Reproduce the sexual privacy post below word for word, from its date line to its final sentence.

▶ _Excerpt to read_:
○ ○ ○ ○ ○

Wednesday, May 12, 2004

Sexual Privacy


Sure, it's a few days old, but it is worth making a few comments about Buckley's latest idiotorial. In 1967, the late Prime Minster of Canada, Pierre Trudeau, refusing to advance an reactionary sodomy bill into law, famously observed that "There's no place for the state in the bedrooms of the nation." Apparently, Buckley's clipping service is running behind, as he devotes an entire editorial to dissecting that notion:
Nobody should be permitted to say flat-out that "the government should stay out of the bedrooms of America." What if a civil-rights hate act was being conducted in the bedroom? For that matter, what if Daddy was forcing his way with a 10-year-old girl? Or Mom was starving her 10-month-old boy?

The phrase is an idiotic invocation of a taboo whose single purpose, in current usage, is to illegitimize concern about sexual activity.

○ ○ ○ ○ ○

▶ _Supplied records_:
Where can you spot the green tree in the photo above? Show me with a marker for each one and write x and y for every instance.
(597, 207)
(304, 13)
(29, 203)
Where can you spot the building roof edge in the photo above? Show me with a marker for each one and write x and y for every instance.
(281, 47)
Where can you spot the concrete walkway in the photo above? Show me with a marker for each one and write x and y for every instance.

○ ○ ○ ○ ○

▶ _Finished exercise_:
Wednesday, May 12, 2004

Sexual Privacy


Sure, it's a few days old, but it is worth making a few comments about Buckley's latest idiotorial. In 1967, the late Prime Minster of Canada, Pierre Trudeau, refusing to advance an reactionary sodomy bill into law, famously observed that "There's no place for the state in the bedrooms of the nation." Apparently, Buckley's clipping service is running behind, as he devotes an entire editorial to dissecting that notion:
Nobody should be permitted to say flat-out that "the government should stay out of the bedrooms of America." What if a civil-rights hate act was being conducted in the bedroom? For that matter, what if Daddy was forcing his way with a 10-year-old girl? Or Mom was starving her 10-month-old boy?

The phrase is an idiotic invocation of a taboo whose single purpose, in current usage, is to illegitimize concern about sexual activity.